6. MODIFICATION OF TERMS
No term or condition proposed by or inserted by Seller on Buyer's acknowledgement form, or appearing on any other invoice or documents issued by Seller, which is at variance with this Order, shall be binding on Buyer unless accepted in writing by Buyer. The furnishing of any articles by Seller under Buyer's Order constitutes an acceptance by Seller of all terms and conditions set forth herein unless otherwise modified in writing by the parties.
7. SUBCONTRACTING BY SELLER
No subcontract or assignment of this Order shall be made by Seller with any other party for furnishing any of the articles hereunder in completed or substantially completed form, or the work herein contracted for, without prior written approval of Buyer.

Given data:
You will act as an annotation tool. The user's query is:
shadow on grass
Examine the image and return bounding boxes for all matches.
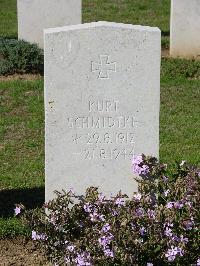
[161,31,170,37]
[0,187,45,218]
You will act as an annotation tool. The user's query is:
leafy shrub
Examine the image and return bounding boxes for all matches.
[0,38,44,75]
[15,155,200,266]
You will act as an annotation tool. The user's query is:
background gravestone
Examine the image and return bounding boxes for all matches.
[17,0,82,48]
[45,22,161,200]
[170,0,200,58]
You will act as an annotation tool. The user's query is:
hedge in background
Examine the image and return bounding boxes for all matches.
[0,38,44,75]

Problem set:
A. Write out the part of the purchase order terms that opens with the words containing "6. MODIFICATION OF" and closes with "approval of Buyer.", copying it with no changes.
B. Extract every line of the listing word for word, from its first line to its last, and leave the pictures out.

Answer list:
A.
6. MODIFICATION OF TERMS
No term or condition proposed by or inserted by Seller on Buyer's acknowledgement form, or appearing on any other invoice or documents issued by Seller, which is at variance with this Order, shall be binding on Buyer unless accepted in writing by Buyer. The furnishing of any articles by Seller under Buyer's Order constitutes an acceptance by Seller of all terms and conditions set forth herein unless otherwise modified in writing by the parties.
7. SUBCONTRACTING BY SELLER
No subcontract or assignment of this Order shall be made by Seller with any other party for furnishing any of the articles hereunder in completed or substantially completed form, or the work herein contracted for, without prior written approval of Buyer.

B.
You will act as an annotation tool. The user's query is:
shadow on grass
Examine the image and return bounding boxes for all matches.
[161,31,170,37]
[0,187,45,218]
You will act as an annotation tool. The user's query is:
leafy shrub
Examine the image and return bounding boxes for all matches.
[0,38,44,75]
[15,155,200,266]
You will act as an annotation tool. The user's query is:
background gravestone
Examine the image and return bounding boxes for all matches.
[17,0,82,48]
[45,22,161,200]
[170,0,200,58]
You will act as an annotation tool. The user's query is:
hedge in background
Examine the image and return bounding boxes for all matches.
[0,38,44,75]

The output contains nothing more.